START Passage to read

Youth Climate Activists Demand Climate Action in Yolo County Community – The People’s Vanguard of Davis

By Lauren Smith

DAVIS — Last weekend, youth climate activists from Climate Strike Davis hosted “CAMP OUT” in Central Park to demand immediate climate change action. About 50 people attended the event, and five families stayed overnight in Central Park.

Ten year-old animal activist Elise Smithline stated that a camp out was chosen as opposed to a march because it was “to get people’s attention.” Due to COVID-19, many camping trips were cancelled and national parks closed, so this was an opportunity to not only enjoy camping but to demand climate action as well.

At this camp out, two “councils” gathered to discuss their climate action demands for the City Council, the Yolo County Board of Supervisors and the school district. Some of these demands included low or no emission cars by 2030 and a declaration of climate emergency, which the  Yolo County Board of Supervisors announced at last week’s meeting, making Yolo County the first agricultural community to do so.

Juliette Beck, lifelong climate justice advocate and member of the Yolo Climate Emergency Coalition, stated, “The students and the youth have inspired that action at the county.”

In addition, the councils asked for increased use of locally grown food. Despite the fact that the City of Davis is an agriculture hub, the city also exports many goods, such as almonds to China and imports many goods as well. Beck stated, “We need to convert our farms to produce local food to feed this region…We have the solution right here in Yolo County and we need to prioritize those responsible climate practices that are the solutions.”

The youth climate activists also created a report card system in which they grade adult leaders on their responses to the climate emergency. The responses are based on a checklist: accessible to all, affordable, incentivized, normative and the way they empower youth and historically marginalized communities in the design and implementation.

The powerhouses behind this demand for climate action are community youths.

Fourteen year-old climate and animal activist Sarah Larson not only helped spread the word of the CAMP OUT by designing and distributing flyers but also helped convince the school district to install solar panels on four new multipurpose rooms, making 80 percent of the energy clean energy.

END Passage to read
START Input data

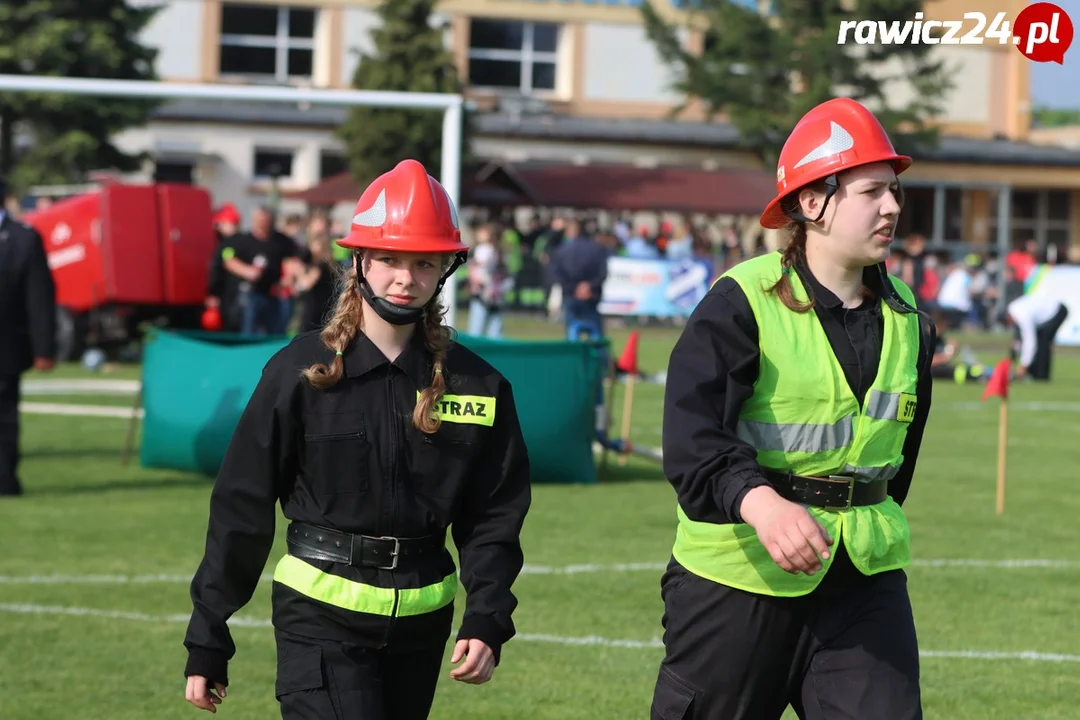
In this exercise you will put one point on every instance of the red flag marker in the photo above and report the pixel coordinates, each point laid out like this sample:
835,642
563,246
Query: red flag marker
998,386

END Input data

• [Problem set]
a – According to the article on the Davis climate camp out, how many families stayed overnight in Central Park?
b – Reproduce the Davis climate camp-out article from "The youth climate" to "design and implementation.".
c – Decide whether each statement agrees with the Davis climate camp-out article. Answer yes or no for each and quote the deciding words. (i) About 50 people attended the CAMP OUT. (ii) Sarah Larson helped get solar panels installed on four new multipurpose rooms. (iii) The organizers chose a march over a camp out.

• [Task-by-task outputs]
a – Five families stayed overnight.

b –
The youth climate activists also created a report card system in which they grade adult leaders on their responses to the climate emergency. The responses are based on a checklist: accessible to all, affordable, incentivized, normative and the way they empower youth and historically marginalized communities in the design and implementation.

c –
(i) Yes: "About 50 people attended the event"
(ii) Yes: "helped convince the school district to install solar panels on four new multipurpose rooms"
(iii) No: "a camp out was chosen as opposed to a march"